▶ [Instruction]:
Write out every line of the records below as one numbered list, skipping any blank lines.
** Start **
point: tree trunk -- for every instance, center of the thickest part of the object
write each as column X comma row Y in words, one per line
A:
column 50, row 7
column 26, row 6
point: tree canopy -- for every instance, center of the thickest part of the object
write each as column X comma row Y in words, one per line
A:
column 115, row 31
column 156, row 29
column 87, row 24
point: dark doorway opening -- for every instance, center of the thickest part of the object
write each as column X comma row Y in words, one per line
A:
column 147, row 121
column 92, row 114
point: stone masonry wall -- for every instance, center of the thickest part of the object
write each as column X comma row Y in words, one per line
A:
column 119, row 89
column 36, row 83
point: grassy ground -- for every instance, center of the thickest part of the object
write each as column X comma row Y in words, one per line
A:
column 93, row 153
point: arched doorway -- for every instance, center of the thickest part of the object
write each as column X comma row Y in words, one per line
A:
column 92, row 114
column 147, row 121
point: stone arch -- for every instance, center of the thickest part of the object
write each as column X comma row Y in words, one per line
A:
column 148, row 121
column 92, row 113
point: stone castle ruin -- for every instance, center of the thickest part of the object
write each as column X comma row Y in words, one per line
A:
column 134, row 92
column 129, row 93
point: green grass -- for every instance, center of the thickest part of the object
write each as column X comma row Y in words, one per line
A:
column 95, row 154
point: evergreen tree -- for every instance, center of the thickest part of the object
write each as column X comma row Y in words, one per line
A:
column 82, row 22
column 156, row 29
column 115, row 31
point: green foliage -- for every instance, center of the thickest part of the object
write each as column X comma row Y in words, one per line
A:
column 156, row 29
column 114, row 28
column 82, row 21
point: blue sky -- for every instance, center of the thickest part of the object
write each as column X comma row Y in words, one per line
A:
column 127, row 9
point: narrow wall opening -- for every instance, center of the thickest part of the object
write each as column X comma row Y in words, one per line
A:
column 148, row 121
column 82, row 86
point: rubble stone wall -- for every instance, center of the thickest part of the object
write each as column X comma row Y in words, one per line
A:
** End **
▶ [Result for this task]:
1. point: tree trunk -- for every instance, center of the thickest part of the object
2. write each as column X comma row Y in words, one per line
3. A:
4. column 50, row 7
5. column 26, row 6
6. point: tree canopy -- for every instance, center of the thickest part of the object
7. write each as column X comma row Y in words, one per line
8. A:
9. column 115, row 31
10. column 156, row 29
11. column 87, row 24
12. point: dark doorway opening -- for every instance, center of the thickest part of the object
13. write each as column X comma row Y in words, one per line
14. A:
15. column 147, row 121
16. column 92, row 114
17. point: stone masonry wall -- for every instance, center of the thickest part of the object
18. write each as column X comma row Y in words, one per line
19. A:
20. column 119, row 89
21. column 36, row 83
22. point: grassy ground -- for every instance, center of the thickest part of the object
23. write each as column X comma row Y in words, one per line
24. A:
25. column 93, row 153
26. point: arched doorway -- for every instance, center of the thickest part of the object
27. write each as column X comma row Y in words, one per line
28. A:
29. column 92, row 114
30. column 147, row 121
31. point: stone arch -- for every instance, center of the thickest part of the object
32. write each as column X comma row Y in words, one per line
33. A:
34. column 148, row 121
35. column 92, row 113
36. point: stone castle ruin -- for every instance, center of the thickest part of the object
37. write each as column X comma row Y in words, one per line
38. A:
39. column 134, row 92
40. column 129, row 93
41. point: green grass -- for every instance, center of the thickest part of the object
42. write each as column X comma row Y in words, one per line
43. A:
44. column 95, row 154
45. point: evergreen tree -- for every instance, center of the thickest part of the object
46. write each as column X comma row Y in words, one per line
47. A:
48. column 82, row 22
49. column 156, row 29
50. column 115, row 31
51. point: green foliage -- for every instance, center of the thickest part of the object
52. write each as column X comma row Y in words, one per line
53. A:
54. column 156, row 29
55. column 114, row 28
56. column 82, row 21
57. point: blue sky -- for every instance, center of the thickest part of the object
58. write each as column X comma row Y in words, one per line
59. A:
60. column 127, row 9
61. point: narrow wall opening -- for every instance, center of the thickest part of the object
62. write each as column X comma row Y in words, one per line
63. A:
64. column 148, row 121
65. column 82, row 86
66. point: rubble stone wall -- for every instance, center of the thickest part of the object
67. write each as column X comma row Y in words, one per line
68. A:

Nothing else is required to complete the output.